* EXTRACT PROVIDED *
━━━━━━━━━━━━━━━━━━━━━━━━━━━━━━

Address                                        Address:

   133 North Fairfax Street                       625 Putnam Avenue

   Alexandria, Virginia 22314                     Cambridge, MA 02139

 

     In consideration of each Loan Agreement, Customer hereby agrees with Lender

that, whenever Customer shall be at any time or times directly or contingently

indebted, liable or obligated to Lender in any manner whatsoever, Lender shall

have the following rights:

 

     1. DEFINITIONS. To the extent not otherwise specifically defined in this

Agreement, unless the context otherwise requires, all other terms contained in

this Agreement shall have the meanings assigned or referred to them in the UCC.

The following terms shall have the following meanings:

 

     "Acceptance Date" with respect to each item of Equipment shall have the

meaning Assigned to such term in Section 3 of this Agreement.

 

     "Affiliate" shall mean, with respect to any person, firm or entity, any

other person, firm or entity controlling, controlled by, or under common control

with such person, firm or entity; for the purposes hereof "control" shall mean

the possession, directly or indirectly, of the power to direct or cause the

direction of the management and policies of any such person, firm or entity,

whether through the legal or beneficial ownership of voting securities, by

contract or otherwise.

 

     "Agreement" shall mean this Master Loan and Security Agreement, as amended

or modified from time to time.

 

     "Attorneys' Fees and Expenses" shall mean all reasonable attorneys' fees

and legal costs and expenses (including, without limitation, those fees, costs

and expenses incurred in connection with bankruptcy proceedings, including

Relief from Stay Motions, Cash Collateral Motions and disputes concerning any

proposed disclosure statement and/or bankruptcy plan).

 

     "Collateral" shall mean all Equipment and any licenses, trademarks or other

tangible or intangible property ancillary to the Equipment and all products,

proceeds, gents and profits therefrom or thereof including proceeds in the form

of goods, accounts, chattel paper, documents, instruments and insurance

proceeds.

 

     "Default" shall have the meaning ascribed to such term is Section 8 of this

Agreement

 

     "Equipment" shall mean one or more items or units of personal property now

owned or hereafter acquired by Customer, as described in each Equipment

Schedule, wherever the same

 

<PAGE>

 

may be located, including all present and future additions, attachments,

accessions and accessories thereto and all replacements, substitutions and a

right to use license for any software related to any of the foregoing and

proceeds thereof, including all proceeds of insurance thereon.

 

     "Equipment Schedule" shall mean each Equipment Schedule, which incorporates

by reference the terms and conditions of this Agreement and describes one or

more items of Equipment and specific terms and conditions with respect thereto.

━━━━━━━━━━━━━━━━━━━━━━━━━━━━━━

* SUPPLIED MATERIAL *
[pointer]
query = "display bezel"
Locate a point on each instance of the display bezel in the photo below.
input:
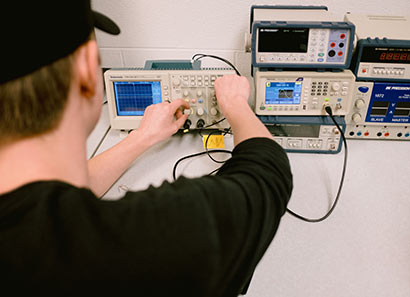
(390, 55)
(155, 97)
(288, 86)
(282, 44)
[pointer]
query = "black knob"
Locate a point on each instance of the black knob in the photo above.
(200, 123)
(187, 124)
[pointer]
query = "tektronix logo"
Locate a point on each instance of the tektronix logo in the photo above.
(398, 88)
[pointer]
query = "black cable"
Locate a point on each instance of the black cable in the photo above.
(196, 155)
(201, 56)
(207, 152)
(330, 113)
(100, 143)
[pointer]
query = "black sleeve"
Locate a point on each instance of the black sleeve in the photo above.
(193, 237)
(236, 212)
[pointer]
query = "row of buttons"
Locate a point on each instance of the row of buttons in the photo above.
(194, 81)
(280, 108)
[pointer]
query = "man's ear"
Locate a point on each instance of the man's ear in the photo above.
(87, 61)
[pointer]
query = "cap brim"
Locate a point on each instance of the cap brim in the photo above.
(105, 24)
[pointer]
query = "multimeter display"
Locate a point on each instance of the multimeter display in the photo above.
(133, 97)
(283, 92)
(386, 55)
(283, 40)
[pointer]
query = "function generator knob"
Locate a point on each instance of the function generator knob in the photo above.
(213, 111)
(200, 111)
(176, 82)
(357, 118)
(336, 86)
(360, 103)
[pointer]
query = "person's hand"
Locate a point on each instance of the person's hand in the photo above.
(232, 91)
(162, 120)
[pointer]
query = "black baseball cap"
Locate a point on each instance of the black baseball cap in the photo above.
(37, 33)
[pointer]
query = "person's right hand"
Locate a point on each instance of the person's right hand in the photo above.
(162, 120)
(231, 92)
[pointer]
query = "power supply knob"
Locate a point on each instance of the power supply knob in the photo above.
(200, 111)
(360, 103)
(357, 118)
(176, 82)
(213, 111)
(336, 86)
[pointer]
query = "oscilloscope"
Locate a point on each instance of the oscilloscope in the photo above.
(130, 91)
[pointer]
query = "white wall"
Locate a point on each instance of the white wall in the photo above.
(166, 29)
(363, 250)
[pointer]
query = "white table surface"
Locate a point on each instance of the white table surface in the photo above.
(363, 249)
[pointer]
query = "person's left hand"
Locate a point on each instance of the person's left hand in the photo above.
(162, 120)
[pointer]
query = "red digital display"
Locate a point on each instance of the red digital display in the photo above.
(386, 55)
(394, 56)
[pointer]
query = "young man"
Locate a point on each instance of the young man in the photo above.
(194, 237)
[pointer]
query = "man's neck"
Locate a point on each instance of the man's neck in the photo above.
(44, 158)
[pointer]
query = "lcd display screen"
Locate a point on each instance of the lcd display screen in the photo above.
(386, 55)
(133, 97)
(294, 130)
(283, 92)
(283, 40)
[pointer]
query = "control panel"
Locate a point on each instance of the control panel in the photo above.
(296, 44)
(381, 60)
(303, 93)
(383, 49)
(130, 91)
(305, 134)
(379, 111)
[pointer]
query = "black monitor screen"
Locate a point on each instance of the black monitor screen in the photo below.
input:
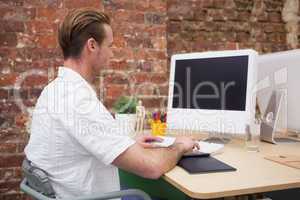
(211, 83)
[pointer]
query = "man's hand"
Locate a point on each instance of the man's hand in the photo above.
(146, 141)
(187, 143)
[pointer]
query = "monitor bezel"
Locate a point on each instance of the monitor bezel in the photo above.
(179, 118)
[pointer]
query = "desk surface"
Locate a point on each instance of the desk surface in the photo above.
(254, 173)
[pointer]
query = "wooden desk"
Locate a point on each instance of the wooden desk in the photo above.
(254, 174)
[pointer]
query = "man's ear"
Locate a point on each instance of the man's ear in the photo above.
(91, 44)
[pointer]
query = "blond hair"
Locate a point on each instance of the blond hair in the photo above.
(78, 26)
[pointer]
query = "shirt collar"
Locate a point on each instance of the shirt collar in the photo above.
(65, 72)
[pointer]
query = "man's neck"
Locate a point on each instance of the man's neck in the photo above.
(80, 67)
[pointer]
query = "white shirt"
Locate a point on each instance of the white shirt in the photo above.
(74, 138)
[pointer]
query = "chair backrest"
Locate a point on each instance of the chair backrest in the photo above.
(37, 179)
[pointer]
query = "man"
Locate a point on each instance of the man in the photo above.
(73, 136)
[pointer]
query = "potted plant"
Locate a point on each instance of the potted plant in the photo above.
(125, 109)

━━━━━━━━━━━━━━━━━━━━━━━━━━━━━━

* TASKS TO CARRY OUT *
1 – According to the loan agreement excerpt, what does the term "Agreement" mean?
2 – Write the next part of the loan agreement excerpt, picking up after its last sentence.
The rows above come from a separate source.

* TASK RESULTS *
1 – It means this Master Loan and Security Agreement, as amended or modified from time to time.

2 –
 

     "Event of Default" shall have the meaning ascribed to such term in Section

8 of this Agreement.

 

     "Loan Agreement" shall mean the applicable Equipment Schedule incorporating

the terms and conditions of this Agreement, including all exhibits, addenda,

schedules, certificates, riders and all other documents and instruments executed

and delivered in connection with the applicable Equipment Schedule or this

Master Loan and Security Agreement.

 

     "Note" shall mean a promissory note of Customer in favor of Lender

evidencing Customer's obligations to Lender with respect to a Loan Agreement.

 

     "Obligations" shall mean all liabilities, absolute or contingent, joint,

several or independent, of Customer or any Affiliate of Customer now or

hereafter existing, due or to become due to, or held or to be held by, Lender

for its own account or as agent for another or others, whether created directly

or acquired by assignment or otherwise and howsoever evidenced, including,

without limitation, the Loan Agreement, and all interest, taxes, fees, charges,

expenses and Attorneys' Fees and Expenses chargeable to Customer or incurred by

Lender under the Loan Agreement, or any other document or instrument delivered

in connection herewith.

 

     "Person" shall mean any individual, partnership, joint venture, firm,

corporation, association, trust, or other enterprise or any government or

political subdivision, or any agency, department or instrumentality thereof.

 

     "Security Deposit" with respect to each item of Equipment shall have the

meaning assigned to such term in the Equipment Schedule applicable to such item

of-Equipment.

 

     "UCC" shall mean the Uniform Commercial Code as enacted in the State of

Connecticut.

 

     2. INDEPENDENT LOAN; CROSS-COLLATERALIZATION; SECURITY INTEREST. Each

Equipment Schedule shall constitute a separate, distinct and independent Loan

Agreement and contractual obligation of Customer. As security for the due and

punctual payment of any and all of the present and future Obligations of

Customer to Lender, Customer hereby grants to Lender with respect to each Loan

Agreement and for the full amount of all Obligations, a security interest in all

of the Collateral and all collateral securing any other lease or security

agreement between Customer and Lender, whether now in existence or hereafter

entered into. The extent to which Lender's security interest in any item of

Collateral shall be entitled to purchase money priority shall be determined by

reference to the unpaid principal balance of any Note evidencing the financing

of the purchase price of such item of Equipment.

 

 

                                       2

 

<PAGE>

 

     3. ACCEPTANCE OF EQUIPMENT. The Equipment is to be delivered and installed

at the location specified or referred to in the applicable Equipment Schedule.

The Equipment shall be deemed to have been accepted by Customer for all purposes

under this Agreement upon Customer's execution of an Equipment Schedule (the

"Acceptance Date"). Customer shall not be liable or responsible for any failure

or delay in the delivery of the Equipment to Customer for whatever reason.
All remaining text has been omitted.